● Description of the task:
Could you print all the entries exactly?

Point localization data:
########################################

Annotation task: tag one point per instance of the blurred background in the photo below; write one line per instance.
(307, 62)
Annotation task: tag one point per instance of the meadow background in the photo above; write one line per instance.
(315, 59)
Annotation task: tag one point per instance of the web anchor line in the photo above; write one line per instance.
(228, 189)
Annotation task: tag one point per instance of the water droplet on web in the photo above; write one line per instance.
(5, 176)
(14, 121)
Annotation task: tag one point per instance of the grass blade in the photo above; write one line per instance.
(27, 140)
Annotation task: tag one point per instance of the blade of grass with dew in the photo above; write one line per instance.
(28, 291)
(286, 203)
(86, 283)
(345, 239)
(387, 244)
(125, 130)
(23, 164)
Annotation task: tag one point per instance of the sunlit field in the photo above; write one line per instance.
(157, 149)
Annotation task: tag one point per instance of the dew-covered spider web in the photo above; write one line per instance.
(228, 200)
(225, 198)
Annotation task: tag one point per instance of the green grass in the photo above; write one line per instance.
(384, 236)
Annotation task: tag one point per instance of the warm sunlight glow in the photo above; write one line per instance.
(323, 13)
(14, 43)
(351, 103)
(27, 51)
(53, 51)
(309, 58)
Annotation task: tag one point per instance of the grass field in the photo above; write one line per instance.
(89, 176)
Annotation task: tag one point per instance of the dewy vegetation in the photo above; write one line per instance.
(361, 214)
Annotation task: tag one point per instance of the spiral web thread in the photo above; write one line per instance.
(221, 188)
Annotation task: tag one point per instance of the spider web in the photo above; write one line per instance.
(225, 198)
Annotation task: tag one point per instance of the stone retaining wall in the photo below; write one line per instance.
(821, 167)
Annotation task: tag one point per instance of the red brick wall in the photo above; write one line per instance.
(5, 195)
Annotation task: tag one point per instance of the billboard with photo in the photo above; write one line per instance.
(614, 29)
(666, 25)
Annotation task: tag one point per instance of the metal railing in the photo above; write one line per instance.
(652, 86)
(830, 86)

########################################

● Answer box:
Annotation task: tag one point per instance of the blurred background in the photo below; write one line per instance.
(307, 62)
Annotation task: tag one point per instance of the meadow background in the photo above; write one line per instance.
(315, 59)
Annotation task: tag one point per instance of the web anchor line in the photo above; write one line per instance.
(228, 189)
Annotation task: tag one point per instance of the water droplet on web in the photo above; write one line per instance.
(5, 176)
(14, 121)
Annotation task: tag one point per instance of the grass blade in the photo above; write one line per instance.
(27, 140)
Annotation task: tag one point per instance of the blade of grass with dew in the photo above; write one line per instance.
(28, 291)
(286, 203)
(86, 283)
(345, 239)
(387, 244)
(125, 130)
(23, 164)
Annotation task: tag one point per instance of the sunlit field in the photo above; write one line per instance.
(157, 149)
Annotation task: tag one point per instance of the dew-covered spider web in the photo above; write one line per instance.
(228, 200)
(225, 198)
Annotation task: tag one point per instance of the green grass in the photo above; write one line per instance.
(384, 236)
Annotation task: tag one point per instance of the warm sunlight glow in the photo above; write one line per instance.
(323, 13)
(14, 43)
(351, 103)
(27, 51)
(53, 51)
(309, 58)
Annotation task: tag one point per instance of the grass field in the photo above; write one line per instance.
(89, 176)
Annotation task: tag one point per instance of the dewy vegetation in the photo above; write one line per instance.
(361, 214)
Annotation task: tag one point per instance of the spiral web thread in the photo above; write one line per instance.
(221, 188)
Annotation task: tag one point per instance of the spider web in the photo above; write one line per instance.
(225, 198)
Annotation task: tag one point per instance of the stone retaining wall in the photo below; write one line per instance.
(821, 167)
Annotation task: tag one point per instance of the red brick wall in the photo above; write one line per instance.
(5, 195)
Annotation task: tag one point per instance of the billboard with photo in the photo above; write one line per instance.
(614, 29)
(666, 25)
Annotation task: tag one point per instance of the metal railing in the photo above; write one line per instance.
(652, 86)
(830, 86)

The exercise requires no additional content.